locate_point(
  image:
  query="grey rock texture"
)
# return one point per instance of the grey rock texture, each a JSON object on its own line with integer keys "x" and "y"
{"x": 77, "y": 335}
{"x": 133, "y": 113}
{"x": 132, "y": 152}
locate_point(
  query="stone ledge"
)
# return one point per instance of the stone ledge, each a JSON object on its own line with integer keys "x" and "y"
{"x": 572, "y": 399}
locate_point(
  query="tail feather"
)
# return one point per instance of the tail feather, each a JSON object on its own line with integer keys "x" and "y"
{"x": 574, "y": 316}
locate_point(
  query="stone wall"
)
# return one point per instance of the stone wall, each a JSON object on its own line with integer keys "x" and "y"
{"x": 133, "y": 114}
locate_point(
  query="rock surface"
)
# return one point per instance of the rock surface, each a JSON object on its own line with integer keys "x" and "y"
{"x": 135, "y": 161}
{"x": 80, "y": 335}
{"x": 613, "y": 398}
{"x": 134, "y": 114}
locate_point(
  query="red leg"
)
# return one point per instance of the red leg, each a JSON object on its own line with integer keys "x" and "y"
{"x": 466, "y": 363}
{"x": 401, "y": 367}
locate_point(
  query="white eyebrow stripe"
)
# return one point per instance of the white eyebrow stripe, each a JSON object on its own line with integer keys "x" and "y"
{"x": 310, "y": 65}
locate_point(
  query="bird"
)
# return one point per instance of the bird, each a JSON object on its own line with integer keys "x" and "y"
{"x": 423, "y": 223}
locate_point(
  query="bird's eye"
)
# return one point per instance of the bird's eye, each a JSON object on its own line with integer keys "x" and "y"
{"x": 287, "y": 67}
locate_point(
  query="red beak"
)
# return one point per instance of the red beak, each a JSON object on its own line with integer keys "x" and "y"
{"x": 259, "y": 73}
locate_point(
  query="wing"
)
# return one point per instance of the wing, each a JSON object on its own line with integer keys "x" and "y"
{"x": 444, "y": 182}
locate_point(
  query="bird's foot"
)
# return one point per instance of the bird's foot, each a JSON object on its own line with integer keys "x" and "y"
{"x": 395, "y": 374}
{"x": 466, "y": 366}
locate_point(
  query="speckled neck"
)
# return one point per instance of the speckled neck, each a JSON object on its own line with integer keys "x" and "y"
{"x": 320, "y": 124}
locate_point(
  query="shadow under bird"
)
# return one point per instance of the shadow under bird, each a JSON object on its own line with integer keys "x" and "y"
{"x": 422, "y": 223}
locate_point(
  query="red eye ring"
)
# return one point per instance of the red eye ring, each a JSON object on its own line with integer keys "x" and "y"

• What you should do: Repeat each record in full; every line must match exactly.

• Solution to this task:
locate_point(
  image:
  query="grey rock texture"
)
# return one point per instance of the grey rock texture, each a JSON object on its own line with integer keys "x" and "y"
{"x": 77, "y": 335}
{"x": 133, "y": 113}
{"x": 132, "y": 152}
locate_point(
  query="stone ledge"
)
# return one point per instance of the stone ledge, each a JSON object on its own line with integer keys "x" and "y"
{"x": 572, "y": 399}
locate_point(
  query="tail feather"
)
# return one point per instance of the tail feather, each a JSON object on its own line with integer keys "x" and "y"
{"x": 574, "y": 316}
locate_point(
  query="stone wall"
)
# return one point per instance of the stone wall, each a JSON object on its own line with integer keys "x" and "y"
{"x": 133, "y": 114}
locate_point(
  query="rock surface"
)
# return one point per instance of the rock surface, each a JSON object on its own line with integer keys "x" and "y"
{"x": 135, "y": 161}
{"x": 80, "y": 335}
{"x": 613, "y": 398}
{"x": 134, "y": 114}
locate_point(
  query="red leg"
)
# return one point per instance of the red leg, each a JSON object on its own line with integer keys "x" and "y"
{"x": 466, "y": 363}
{"x": 401, "y": 367}
locate_point(
  query="white eyebrow stripe"
)
# return one point per instance of the white eyebrow stripe, each a JSON object on its own line with integer keys "x" and "y"
{"x": 310, "y": 65}
locate_point(
  query="bird"
)
# return one point per instance of the bird, each a JSON object on its own line with integer keys "x" and "y"
{"x": 423, "y": 223}
locate_point(
  query="bird's eye"
)
# return one point per instance of the bird's eye, each a JSON object on its own line with integer keys "x" and "y"
{"x": 287, "y": 67}
locate_point(
  query="red beak"
)
# return one point per instance of the red beak, each a JSON object on its own line with integer keys "x" and "y"
{"x": 259, "y": 73}
locate_point(
  query="wing"
)
# return one point per instance of the wing, each a JSON object on its own line with integer keys "x" and "y"
{"x": 444, "y": 182}
locate_point(
  query="bird's foot"
)
# return one point per instance of the bird's foot, each a JSON object on its own line with integer keys "x" and "y"
{"x": 395, "y": 374}
{"x": 466, "y": 366}
locate_point(
  query="speckled neck"
)
# return one point per instance of the speckled neck, each a JSON object on its own line with integer keys "x" and "y"
{"x": 320, "y": 124}
locate_point(
  query="shadow under bird"
)
# return one point per instance of the shadow under bird, each a JSON object on its own line with integer keys "x" and "y"
{"x": 422, "y": 223}
locate_point(
  query="red eye ring"
)
# return one point per instance of the red eye ring, each a JSON object on its own line with integer keys "x" and "y"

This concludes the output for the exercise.